# start of GIVEN RECORDS

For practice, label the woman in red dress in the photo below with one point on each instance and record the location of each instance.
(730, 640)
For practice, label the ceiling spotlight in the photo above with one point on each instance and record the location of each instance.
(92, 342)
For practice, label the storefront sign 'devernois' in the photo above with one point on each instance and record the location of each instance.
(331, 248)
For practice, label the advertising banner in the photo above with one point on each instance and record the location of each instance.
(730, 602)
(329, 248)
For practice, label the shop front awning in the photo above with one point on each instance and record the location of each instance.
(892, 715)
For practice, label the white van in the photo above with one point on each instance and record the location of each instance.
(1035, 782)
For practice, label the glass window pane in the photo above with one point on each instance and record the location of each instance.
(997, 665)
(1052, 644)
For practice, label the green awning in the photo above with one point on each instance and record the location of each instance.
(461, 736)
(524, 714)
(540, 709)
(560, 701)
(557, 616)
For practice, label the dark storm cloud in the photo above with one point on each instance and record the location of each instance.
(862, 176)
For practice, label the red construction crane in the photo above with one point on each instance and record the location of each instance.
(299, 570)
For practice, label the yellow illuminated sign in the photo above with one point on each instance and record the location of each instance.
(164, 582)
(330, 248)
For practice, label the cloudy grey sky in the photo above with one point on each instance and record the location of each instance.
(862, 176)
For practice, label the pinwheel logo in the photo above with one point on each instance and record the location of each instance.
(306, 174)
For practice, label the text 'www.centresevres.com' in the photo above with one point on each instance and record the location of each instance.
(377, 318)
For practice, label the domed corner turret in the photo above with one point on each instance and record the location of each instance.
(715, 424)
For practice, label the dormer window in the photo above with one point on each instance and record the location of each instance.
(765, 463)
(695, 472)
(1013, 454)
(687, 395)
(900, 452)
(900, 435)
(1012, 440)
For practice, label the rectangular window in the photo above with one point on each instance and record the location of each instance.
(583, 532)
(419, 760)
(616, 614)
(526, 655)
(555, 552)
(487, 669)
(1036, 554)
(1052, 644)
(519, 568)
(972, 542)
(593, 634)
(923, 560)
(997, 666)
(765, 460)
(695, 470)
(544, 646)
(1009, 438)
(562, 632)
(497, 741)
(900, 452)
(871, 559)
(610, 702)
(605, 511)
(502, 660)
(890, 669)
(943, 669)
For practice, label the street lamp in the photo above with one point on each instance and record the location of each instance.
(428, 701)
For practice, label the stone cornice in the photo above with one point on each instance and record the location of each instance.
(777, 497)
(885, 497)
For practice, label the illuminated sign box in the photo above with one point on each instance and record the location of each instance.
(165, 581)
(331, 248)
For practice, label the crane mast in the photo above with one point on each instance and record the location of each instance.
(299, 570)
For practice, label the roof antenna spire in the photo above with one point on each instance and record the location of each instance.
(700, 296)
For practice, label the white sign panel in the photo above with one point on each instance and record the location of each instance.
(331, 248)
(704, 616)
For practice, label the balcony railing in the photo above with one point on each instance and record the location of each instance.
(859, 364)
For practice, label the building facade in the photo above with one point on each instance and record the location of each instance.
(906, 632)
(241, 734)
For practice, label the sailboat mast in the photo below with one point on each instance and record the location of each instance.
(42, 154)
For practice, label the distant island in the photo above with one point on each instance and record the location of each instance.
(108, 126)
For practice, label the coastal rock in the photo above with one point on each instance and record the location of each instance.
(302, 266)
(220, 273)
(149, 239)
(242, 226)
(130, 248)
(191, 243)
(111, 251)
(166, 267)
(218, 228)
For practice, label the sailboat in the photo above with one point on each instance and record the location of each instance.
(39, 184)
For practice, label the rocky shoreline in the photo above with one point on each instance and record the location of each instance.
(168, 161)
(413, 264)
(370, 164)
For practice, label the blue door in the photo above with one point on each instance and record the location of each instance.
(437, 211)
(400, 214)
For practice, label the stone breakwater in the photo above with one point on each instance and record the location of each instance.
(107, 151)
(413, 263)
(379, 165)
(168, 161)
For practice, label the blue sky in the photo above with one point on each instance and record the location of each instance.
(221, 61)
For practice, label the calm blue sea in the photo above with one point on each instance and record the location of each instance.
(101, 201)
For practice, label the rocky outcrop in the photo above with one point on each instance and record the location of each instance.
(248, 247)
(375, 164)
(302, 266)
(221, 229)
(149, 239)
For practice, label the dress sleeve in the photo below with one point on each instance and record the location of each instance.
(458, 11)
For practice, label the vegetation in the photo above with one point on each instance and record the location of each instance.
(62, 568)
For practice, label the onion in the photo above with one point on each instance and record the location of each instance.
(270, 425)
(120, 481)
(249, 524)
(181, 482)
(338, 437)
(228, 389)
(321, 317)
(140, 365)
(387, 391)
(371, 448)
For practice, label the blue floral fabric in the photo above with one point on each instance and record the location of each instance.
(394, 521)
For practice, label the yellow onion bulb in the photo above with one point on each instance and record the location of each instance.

# end of GIVEN RECORDS

> THE TASK: Retype the listing. Match it exactly.

> FINAL ANSWER:
For practice, label the woman in red dress in the photo below with one point on each instance and record the location of each instance.
(730, 640)
For practice, label the ceiling spotlight in the photo above with one point on each instance and record the location of each instance.
(92, 342)
For practice, label the storefront sign 'devernois' in the photo above with one point on each instance and record the location of each instance.
(331, 248)
For practice, label the advertising banner in the photo above with one point on each instance and record the location of each instance.
(730, 602)
(329, 248)
For practice, label the shop front awning in the photo above with one point on each instance and record the location of each instance.
(892, 715)
For practice, label the white van in the photo above with one point on each instance and record the location of each instance.
(1035, 782)
For practice, label the glass window pane in the photo above with one point on each instance and record the location of each instance.
(997, 665)
(1052, 644)
For practice, label the green awning in the photo above with one point on each instance and record the location of each instance.
(461, 736)
(524, 714)
(540, 709)
(560, 701)
(557, 616)
For practice, label the dark storm cloud in the photo above with one point on each instance and record the location of each instance.
(862, 176)
For practice, label the red construction crane in the photo above with one point on each instance and record the location of each instance.
(299, 570)
For practice, label the yellow illuminated sign in the photo above with one point on each instance and record the location of each instance.
(164, 582)
(330, 248)
For practice, label the cloudy grey sky in the photo above with one point on each instance and record the location of each instance.
(862, 176)
For practice, label the pinwheel logo in the photo above with one point on each instance and record the location of each instance.
(306, 174)
For practice, label the text 'www.centresevres.com' in the photo above with one point on each instance and record the location of each instance.
(377, 318)
For practice, label the domed corner turret in the photo above with one point on each instance and record the location of each instance.
(715, 424)
For practice, label the dormer window in the photo above with one point on each instance and record the location of each instance.
(765, 463)
(695, 472)
(1013, 454)
(687, 395)
(900, 452)
(900, 435)
(1012, 440)
For practice, label the rectangular window in the photo above with one point on each instance and record the location of each instance.
(583, 532)
(419, 760)
(616, 614)
(526, 655)
(555, 552)
(487, 669)
(1036, 554)
(1052, 644)
(519, 568)
(972, 542)
(593, 634)
(923, 560)
(997, 666)
(765, 460)
(695, 470)
(544, 646)
(1009, 438)
(562, 632)
(497, 741)
(900, 452)
(871, 559)
(610, 702)
(605, 511)
(502, 660)
(890, 669)
(943, 669)
For practice, label the street lamp in the photo above with one point on each instance and record the location of each instance.
(428, 701)
For practice, label the stone cornice in the photo above with one point on each instance and record the location of each instance.
(777, 497)
(885, 497)
For practice, label the illuminated sign box in the photo above with one point on each instance and record the location of each instance.
(165, 581)
(331, 248)
For practice, label the crane mast in the photo above with one point on each instance and record the location of each instance.
(299, 570)
For practice, label the roof antenna spire in the photo above with one point on each instance and record the location of each instance.
(700, 296)
For practice, label the white sign panel in the photo above with one point on each instance and record the location of each instance.
(331, 248)
(704, 616)
For practice, label the balcony railing in the photo above with one point on each instance and record the location of each instance.
(859, 364)
For practice, label the building facade in the photo above with one point on each instance and record the location of each instance.
(906, 632)
(241, 734)
For practice, label the sailboat mast in the photo below with one point on each instance and record the location of each instance.
(42, 154)
For practice, label the distant island in the photo above with one point on each instance and record the location of each instance.
(108, 126)
For practice, label the coastal rock in the photo above with one point on each instance and record the location of each instance.
(302, 266)
(220, 273)
(149, 239)
(242, 226)
(130, 248)
(191, 243)
(111, 251)
(166, 267)
(218, 228)
For practice, label the sailboat in the photo above with one point on each instance and record the location of each instance.
(39, 184)
For practice, label the rocky shoreline in the photo above with one point on each instance and record the location of each instance.
(168, 161)
(413, 264)
(370, 164)
For practice, label the blue door in the photo above with one point on each instance and record the location of each instance.
(437, 211)
(400, 214)
For practice, label the stone breakwater in the photo above with one point on each instance and record the location of each instance.
(107, 151)
(413, 263)
(379, 165)
(168, 161)
For practice, label the blue sky in the photo above with one point on each instance and record the location of each instance.
(221, 61)
For practice, label the calm blue sea in the photo above with one point on each instance and record the location of each instance.
(101, 201)
For practice, label the rocky outcrop in the photo above with one point on each instance and record the location of each instance.
(248, 247)
(375, 164)
(302, 266)
(221, 229)
(149, 239)
For practice, label the dress sleeve in the photo below with one point on each instance and record the location of each instance.
(458, 11)
For practice, label the vegetation in the photo above with one point on each instance and record the location of each instance.
(62, 568)
For practice, label the onion in the photo above with one point on each instance and record the location of each instance.
(270, 425)
(120, 481)
(249, 524)
(181, 482)
(338, 437)
(228, 389)
(321, 317)
(140, 365)
(387, 391)
(371, 448)
For practice, label the blue floral fabric in the photo above with one point on each instance and record the location of each instance.
(394, 521)
For practice, label the yellow onion bulb in the photo above with one point on each instance and record the location of each instance.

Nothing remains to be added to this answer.